> [提示された抜粋]
ムチェンスク郡のマクベス夫人 – ドミートリイ・ドミートリエヴィチ・ショスタコーヴィチ
4幕のオペラ
アレクサンドル・プレイスとドミートリイ・ショスタコーヴィチによる台本

 

ショスタコーヴィチの没後50周年を記念し、スカラ座は彼の傑作《ムチェンスク郡のマクベス夫人》でシーズンを開幕します。この作品はニコライ・レスコフの中編小説を原作としています。物語は、若い妻が愛人と共に夫と舅を殺害するが、最終的には発覚し、すべての人に裏切られてシベリアで自殺するというものです。サンクトペテルブルクでの初演後、このオペラはロシア国内外で大きな成功を収めました。1936年にスターリンがモスクワでの公演に出席し、その2日後、新聞『プラウダ』に「音楽の代わりに混乱を」と題された有名な非難記事が掲載され、オペラと作曲家は当局により排斥されました。その後、ショスタコーヴィチは新たなバージョンを作成し、1963年にモスクワで《カテリーナ・イズマイロヴァ》として上演されました。これは、スカラ座の監督ギリンゲッリが初演を実現しようと試みて失敗した後のことです。本公演では、1934年のオリジナル版をマエストロ・シャイーの指揮により、演出家バルハトフのデビューとして上演します。

> [元データ]
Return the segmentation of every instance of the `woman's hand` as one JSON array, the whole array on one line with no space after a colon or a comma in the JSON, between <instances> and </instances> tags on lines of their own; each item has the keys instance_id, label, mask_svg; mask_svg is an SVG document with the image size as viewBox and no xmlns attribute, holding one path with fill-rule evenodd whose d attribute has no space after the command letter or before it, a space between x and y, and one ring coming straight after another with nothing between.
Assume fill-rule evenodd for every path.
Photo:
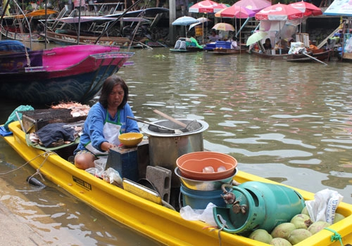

> [課題]
抜粋の「ショスタコーヴィチの没後50」から「のデビューとして上演します。」までを、「シベリア」を「サハリン」に置き換えて書き直してください。

> [課題の解答]
ショスタコーヴィチの没後50周年を記念し、スカラ座は彼の傑作《ムチェンスク郡のマクベス夫人》でシーズンを開幕します。この作品はニコライ・レスコフの中編小説を原作としています。物語は、若い妻が愛人と共に夫と舅を殺害するが、最終的には発覚し、すべての人に裏切られてサハリンで自殺するというものです。サンクトペテルブルクでの初演後、このオペラはロシア国内外で大きな成功を収めました。1936年にスターリンがモスクワでの公演に出席し、その2日後、新聞『プラウダ』に「音楽の代わりに混乱を」と題された有名な非難記事が掲載され、オペラと作曲家は当局により排斥されました。その後、ショスタコーヴィチは新たなバージョンを作成し、1963年にモスクワで《カテリーナ・イズマイロヴァ》として上演されました。これは、スカラ座の監督ギリンゲッリが初演を実現しようと試みて失敗した後のことです。本公演では、1934年のオリジナル版をマエストロ・シャイーの指揮により、演出家バルハトフのデビューとして上演します。